[Given text — start]

The slow burn revolution

Have you noticed how everything in our lives has to be turned into some kind of competition? Looking through the TV schedules this week, even allotment gardening and blacksmithing have fallen prey to this trend.  How depressing.  Making a garden - or an allotment - isn't a quick fix.  Plants take time to grow, and you can't rush the seasons.  They happen when they happen.  

This same trend seems to have infected the world of books.  Follow any of the major publishers on Twitter and you'll be bombarded with a constant stream of tweets shouting about how brilliant their latest release is.  Except that sometimes they're not.  

And sometimes it takes time for the word to get out on the street that a book is good.  By which time the paperback has been pulled from the bookseller's shelves and pulped.  There's no room for the slow burn in the world of mainstream publishing.

But there is in the world of self publishing.  My novel Panthera : Death Spiral might not have become an overnight million-seller, but that doesn't matter.  Read some of Mark Coker's research into how self-published writers make good.  It can take up to three years for a book to be discovered and for sales to take off.  My novel will be on the website for that time and longer, for anyone to download when they find it.  And by using CreateSpace to produce paperbacks that means they're available at any time too, printed on demand when needed.  I'm part of the slow burn revolution.

That's why so many authors are now pursuing a hybrid publishing strategy. Yes, they still want the mainstream publishing deal.  It validates us as writers in the eyes of the world.  And it gets our books into the major bookshops, something that's a challenge for self-published authors.  But unless that author has a big dollop of luck and becomes an overnight success, those books aren't going to stay on the shelves for long.

And when they've been pulled from the shelves after three weeks my books will still be available on Amazon.  In the end, the tortoise might well outdo the hare.

[Given text — finish]
[Dataset records — start]

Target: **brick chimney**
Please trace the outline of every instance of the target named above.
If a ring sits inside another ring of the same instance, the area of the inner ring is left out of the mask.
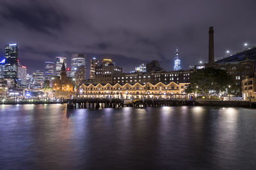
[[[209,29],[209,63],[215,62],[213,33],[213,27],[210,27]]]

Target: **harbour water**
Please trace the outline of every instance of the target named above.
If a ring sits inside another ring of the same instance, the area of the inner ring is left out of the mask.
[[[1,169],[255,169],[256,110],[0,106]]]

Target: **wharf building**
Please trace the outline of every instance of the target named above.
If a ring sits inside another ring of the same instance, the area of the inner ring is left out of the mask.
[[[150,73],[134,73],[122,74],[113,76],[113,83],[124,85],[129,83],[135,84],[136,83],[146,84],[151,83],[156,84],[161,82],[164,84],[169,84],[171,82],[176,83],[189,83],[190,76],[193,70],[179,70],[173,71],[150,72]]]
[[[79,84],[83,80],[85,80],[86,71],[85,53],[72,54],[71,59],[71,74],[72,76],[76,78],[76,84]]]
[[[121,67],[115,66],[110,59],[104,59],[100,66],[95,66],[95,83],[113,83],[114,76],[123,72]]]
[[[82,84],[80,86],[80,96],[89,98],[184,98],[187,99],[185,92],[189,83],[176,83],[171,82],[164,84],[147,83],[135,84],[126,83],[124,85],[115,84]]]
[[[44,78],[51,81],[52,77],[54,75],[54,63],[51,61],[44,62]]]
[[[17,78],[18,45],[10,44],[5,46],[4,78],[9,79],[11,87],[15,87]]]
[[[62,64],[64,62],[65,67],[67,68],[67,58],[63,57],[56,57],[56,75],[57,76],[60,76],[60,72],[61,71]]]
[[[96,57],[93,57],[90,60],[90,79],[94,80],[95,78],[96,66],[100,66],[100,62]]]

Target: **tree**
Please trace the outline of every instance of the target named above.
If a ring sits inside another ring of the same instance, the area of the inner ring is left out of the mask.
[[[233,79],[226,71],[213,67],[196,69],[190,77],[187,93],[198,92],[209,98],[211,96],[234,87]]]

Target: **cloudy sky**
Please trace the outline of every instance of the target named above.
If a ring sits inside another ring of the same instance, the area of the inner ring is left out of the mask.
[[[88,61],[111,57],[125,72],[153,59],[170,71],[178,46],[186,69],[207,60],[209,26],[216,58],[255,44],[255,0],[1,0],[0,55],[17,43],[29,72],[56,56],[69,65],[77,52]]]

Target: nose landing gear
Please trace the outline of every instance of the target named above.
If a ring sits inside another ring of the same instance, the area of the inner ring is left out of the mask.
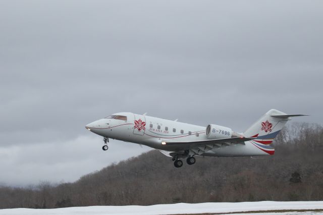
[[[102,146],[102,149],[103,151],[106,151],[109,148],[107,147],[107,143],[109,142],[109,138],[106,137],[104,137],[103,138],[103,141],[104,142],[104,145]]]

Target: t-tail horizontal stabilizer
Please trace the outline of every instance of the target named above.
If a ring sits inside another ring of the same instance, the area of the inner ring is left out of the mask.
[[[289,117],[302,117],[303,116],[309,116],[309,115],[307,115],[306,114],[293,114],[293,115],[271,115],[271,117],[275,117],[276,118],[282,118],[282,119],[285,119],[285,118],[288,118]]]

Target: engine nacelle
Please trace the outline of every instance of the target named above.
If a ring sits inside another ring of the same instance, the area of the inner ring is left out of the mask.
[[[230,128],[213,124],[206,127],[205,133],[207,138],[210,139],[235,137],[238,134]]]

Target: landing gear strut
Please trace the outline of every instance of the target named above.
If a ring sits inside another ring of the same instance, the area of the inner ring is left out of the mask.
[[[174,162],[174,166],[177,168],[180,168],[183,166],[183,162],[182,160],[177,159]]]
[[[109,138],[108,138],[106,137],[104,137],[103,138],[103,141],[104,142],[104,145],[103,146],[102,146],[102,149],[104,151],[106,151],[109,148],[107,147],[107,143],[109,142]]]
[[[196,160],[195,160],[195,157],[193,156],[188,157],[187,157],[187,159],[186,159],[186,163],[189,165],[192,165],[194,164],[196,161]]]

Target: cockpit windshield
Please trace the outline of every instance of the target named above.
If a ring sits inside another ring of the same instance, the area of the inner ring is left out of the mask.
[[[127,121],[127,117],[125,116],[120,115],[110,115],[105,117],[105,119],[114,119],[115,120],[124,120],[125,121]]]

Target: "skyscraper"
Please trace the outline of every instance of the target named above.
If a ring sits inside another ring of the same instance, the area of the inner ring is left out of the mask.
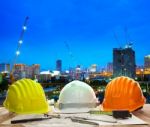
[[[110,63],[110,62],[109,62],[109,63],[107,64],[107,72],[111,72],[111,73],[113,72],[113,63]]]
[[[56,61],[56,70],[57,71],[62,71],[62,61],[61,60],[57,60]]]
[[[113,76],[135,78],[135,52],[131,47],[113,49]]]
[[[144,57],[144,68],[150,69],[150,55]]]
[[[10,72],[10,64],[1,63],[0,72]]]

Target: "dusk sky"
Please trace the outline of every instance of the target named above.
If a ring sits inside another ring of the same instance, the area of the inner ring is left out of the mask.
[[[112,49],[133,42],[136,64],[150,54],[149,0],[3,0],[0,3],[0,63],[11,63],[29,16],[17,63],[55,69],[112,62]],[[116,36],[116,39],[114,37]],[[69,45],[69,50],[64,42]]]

[Dataset records — finish]

Exercise:
According to the slow burn revolution post, how long can it take for a self-published book to be discovered and for its sales to take off? The entries come from another source.

Task response:
Up to three years.